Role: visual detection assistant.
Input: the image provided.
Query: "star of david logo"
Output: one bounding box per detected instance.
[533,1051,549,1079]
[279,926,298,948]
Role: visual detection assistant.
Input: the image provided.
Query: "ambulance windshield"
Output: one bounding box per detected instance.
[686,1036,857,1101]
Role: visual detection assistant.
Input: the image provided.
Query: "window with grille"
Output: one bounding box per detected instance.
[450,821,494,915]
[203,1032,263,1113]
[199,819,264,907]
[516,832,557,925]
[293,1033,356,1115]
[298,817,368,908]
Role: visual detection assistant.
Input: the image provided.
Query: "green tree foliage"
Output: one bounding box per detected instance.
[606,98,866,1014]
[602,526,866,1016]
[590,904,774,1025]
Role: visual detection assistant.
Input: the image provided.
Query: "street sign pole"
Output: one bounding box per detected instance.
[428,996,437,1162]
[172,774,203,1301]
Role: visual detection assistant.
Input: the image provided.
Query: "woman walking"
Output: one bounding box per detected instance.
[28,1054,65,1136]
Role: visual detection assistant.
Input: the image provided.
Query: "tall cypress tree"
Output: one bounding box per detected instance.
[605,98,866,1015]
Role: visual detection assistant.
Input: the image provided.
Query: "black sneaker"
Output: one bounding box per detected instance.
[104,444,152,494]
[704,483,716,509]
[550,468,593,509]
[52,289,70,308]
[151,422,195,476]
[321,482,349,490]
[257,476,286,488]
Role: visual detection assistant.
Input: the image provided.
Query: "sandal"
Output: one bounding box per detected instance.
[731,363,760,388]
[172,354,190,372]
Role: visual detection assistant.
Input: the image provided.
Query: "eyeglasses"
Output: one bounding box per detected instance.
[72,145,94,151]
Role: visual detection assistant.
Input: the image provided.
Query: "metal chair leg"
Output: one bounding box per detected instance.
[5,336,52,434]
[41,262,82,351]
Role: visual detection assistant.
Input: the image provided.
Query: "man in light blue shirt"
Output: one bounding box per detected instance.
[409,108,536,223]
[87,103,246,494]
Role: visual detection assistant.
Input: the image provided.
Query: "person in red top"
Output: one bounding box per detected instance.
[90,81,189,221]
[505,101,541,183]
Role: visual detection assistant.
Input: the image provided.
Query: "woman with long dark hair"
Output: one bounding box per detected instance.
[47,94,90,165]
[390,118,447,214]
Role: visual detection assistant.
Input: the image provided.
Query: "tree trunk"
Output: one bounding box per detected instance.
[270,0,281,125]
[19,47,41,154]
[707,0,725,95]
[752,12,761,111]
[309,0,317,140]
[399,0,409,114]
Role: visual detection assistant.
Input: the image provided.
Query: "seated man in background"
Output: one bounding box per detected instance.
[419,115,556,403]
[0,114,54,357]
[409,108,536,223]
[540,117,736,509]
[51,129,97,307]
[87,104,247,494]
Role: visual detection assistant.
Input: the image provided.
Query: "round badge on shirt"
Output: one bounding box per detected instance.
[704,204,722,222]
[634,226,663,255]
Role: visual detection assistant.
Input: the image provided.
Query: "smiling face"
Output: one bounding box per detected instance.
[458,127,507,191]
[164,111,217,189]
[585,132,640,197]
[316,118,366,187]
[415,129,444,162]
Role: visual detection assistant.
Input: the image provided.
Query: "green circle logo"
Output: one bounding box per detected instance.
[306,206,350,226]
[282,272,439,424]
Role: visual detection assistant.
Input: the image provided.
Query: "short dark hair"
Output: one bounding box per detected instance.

> TASK DIRECTIONS:
Each line above needs to be returned exactly as it is.

> OUTPUT OF THE TASK:
Role: visual detection assistant.
Input: the image provided.
Query: "star of david logo"
Output: one bounding box per detected instance.
[533,1051,549,1079]
[279,926,298,948]
Role: visual detection assistant.
Input: the image provided.
Query: "ambulance windshield"
Output: one bounding box per detected instance.
[686,1036,857,1101]
Role: visual detection assistant.
Input: the image provided.
Query: "window with grille"
Output: one bounding box per detected instance.
[450,821,494,915]
[203,1032,263,1113]
[199,819,264,907]
[516,832,557,925]
[293,1033,356,1115]
[298,817,368,908]
Role: visual detection assistant.
Input: the image provided.
Query: "green tree foliage"
Output: one bounding box per detected instance.
[606,98,866,1014]
[602,526,866,1016]
[590,904,774,1025]
Role: visual detection assistant.
Input: the image provided.
Query: "street sign pole"
Output: one bounding box per detected instance.
[428,996,437,1162]
[172,774,203,1301]
Role: visual detection assistant.
Input: the image provided.
Query: "woman walking"
Output: one bounding box per detected instance.
[28,1054,65,1136]
Role: visual detection assistant.
Input: the image provided.
Query: "tall cypress tree"
Output: one bounding box per detected instance.
[605,98,866,1015]
Role: visual detection assistant.
Input: the image provided.
Query: "black sneaker"
Output: one bounding box per detected instance.
[104,444,152,494]
[704,483,716,509]
[550,468,593,509]
[52,289,70,308]
[151,422,195,476]
[321,482,349,490]
[257,476,286,488]
Role: visual detection assistant.
Input: the image provided.
Query: "sandal"
Output: one bounding box per detected instance.
[731,363,760,388]
[172,354,190,372]
Role: visual detection assistant.
Input: the image provided.
Query: "eyeglasses"
Output: one bounding box per detected instance.
[72,145,94,151]
Role: visual detection assistant.
Input: the image provided.
Query: "metal chair leg"
Output: one bounding box per detected instance.
[5,336,52,434]
[41,262,82,351]
Role: visual detection assistant.
Input: the image provided.
Query: "man in light blue shirt"
Output: one bounding box per detected instance.
[409,108,536,223]
[87,103,246,494]
Role: visual detection assistant.
Input: the image provided.
Query: "person in red top"
Output: one bounding box per detected instance.
[90,81,189,221]
[505,101,541,183]
Role: visual detection assistant.
Input: the image provided.
Query: "woman with long dark hair"
Output: one bounding box per detected instance.
[47,94,90,165]
[390,118,447,214]
Role: visual detection assistant.
Input: the image provided.
Query: "tree trunk"
Output: one bounding box per detected instance.
[270,0,281,125]
[19,47,41,154]
[707,0,725,95]
[752,12,761,111]
[309,0,317,140]
[399,0,409,114]
Role: visual detection assistant.
Input: the image provided.
Query: "seated man in background"
Output: one bounding box per detected instance.
[419,115,556,403]
[0,114,54,357]
[409,108,536,223]
[540,117,736,509]
[51,129,97,307]
[87,104,247,494]
Role: visual detection assistant.
Input: the image provided.
Query: "round badge on shirt"
Output: one bounding box per detected instance.
[704,204,722,222]
[634,226,663,255]
Role: visual detection assistant.
Input: the image provided.
Query: "smiling face"
Output: one bounding box per detected instance.
[458,127,507,191]
[164,111,217,189]
[585,132,640,197]
[316,118,366,187]
[415,129,444,162]
Role: visual detection assistant.
Input: the image provided.
Query: "green circle logo"
Output: one bounding box per detected instance.
[306,206,350,226]
[282,272,439,424]
Role: visual detection assistant.
Input: the image provided.
Query: "short dark hair"
Output: one bounding box per detected instance.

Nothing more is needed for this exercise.